**EXERCISE BRIEF**
Reproduce each of the following lines verbatim, without any alteration.

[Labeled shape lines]
==========
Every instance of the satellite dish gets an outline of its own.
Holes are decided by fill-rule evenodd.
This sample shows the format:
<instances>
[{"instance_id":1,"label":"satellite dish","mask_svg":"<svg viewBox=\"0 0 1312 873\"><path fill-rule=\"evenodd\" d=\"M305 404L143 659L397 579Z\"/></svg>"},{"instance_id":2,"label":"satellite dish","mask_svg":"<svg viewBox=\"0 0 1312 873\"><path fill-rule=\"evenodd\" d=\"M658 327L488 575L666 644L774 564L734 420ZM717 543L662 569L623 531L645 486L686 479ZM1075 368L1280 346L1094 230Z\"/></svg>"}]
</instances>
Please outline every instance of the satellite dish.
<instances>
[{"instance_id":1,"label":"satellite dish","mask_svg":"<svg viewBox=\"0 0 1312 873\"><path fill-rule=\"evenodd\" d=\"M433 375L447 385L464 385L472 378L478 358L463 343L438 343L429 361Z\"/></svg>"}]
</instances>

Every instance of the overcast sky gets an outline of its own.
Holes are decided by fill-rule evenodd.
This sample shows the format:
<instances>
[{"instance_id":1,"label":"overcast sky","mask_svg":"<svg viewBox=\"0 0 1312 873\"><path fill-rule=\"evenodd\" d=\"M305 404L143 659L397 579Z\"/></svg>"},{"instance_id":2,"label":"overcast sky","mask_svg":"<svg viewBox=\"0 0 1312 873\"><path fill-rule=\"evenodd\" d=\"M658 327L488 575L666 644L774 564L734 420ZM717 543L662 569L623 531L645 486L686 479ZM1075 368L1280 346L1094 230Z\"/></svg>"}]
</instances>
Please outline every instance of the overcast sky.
==========
**TASK RESULT**
Every instance of the satellite dish gets an outline of its own.
Holes are decided by fill-rule evenodd.
This sample shows the format:
<instances>
[{"instance_id":1,"label":"satellite dish","mask_svg":"<svg viewBox=\"0 0 1312 873\"><path fill-rule=\"evenodd\" d=\"M305 404L143 659L397 579Z\"/></svg>"},{"instance_id":2,"label":"satellite dish","mask_svg":"<svg viewBox=\"0 0 1312 873\"><path fill-rule=\"evenodd\" d=\"M658 327L488 575L666 644L774 564L734 420ZM717 543L662 569L623 531L645 486L686 479ZM1075 368L1280 346L1094 230Z\"/></svg>"}]
</instances>
Please outline every instance of the satellite dish.
<instances>
[{"instance_id":1,"label":"satellite dish","mask_svg":"<svg viewBox=\"0 0 1312 873\"><path fill-rule=\"evenodd\" d=\"M433 375L447 385L464 385L472 378L478 358L463 343L438 343L429 361Z\"/></svg>"}]
</instances>

Every instance of the overcast sky gets an outline of its own.
Holes are decided by fill-rule evenodd.
This sample shows the format:
<instances>
[{"instance_id":1,"label":"overcast sky","mask_svg":"<svg viewBox=\"0 0 1312 873\"><path fill-rule=\"evenodd\" d=\"M305 404L143 659L397 579Z\"/></svg>"},{"instance_id":2,"label":"overcast sky","mask_svg":"<svg viewBox=\"0 0 1312 873\"><path fill-rule=\"evenodd\" d=\"M658 327L488 575L666 644L774 564L734 420ZM717 543L662 569L623 531L645 486L686 479ZM1075 368L1280 346L1094 230Z\"/></svg>"}]
</instances>
Please outline every instance of the overcast sky.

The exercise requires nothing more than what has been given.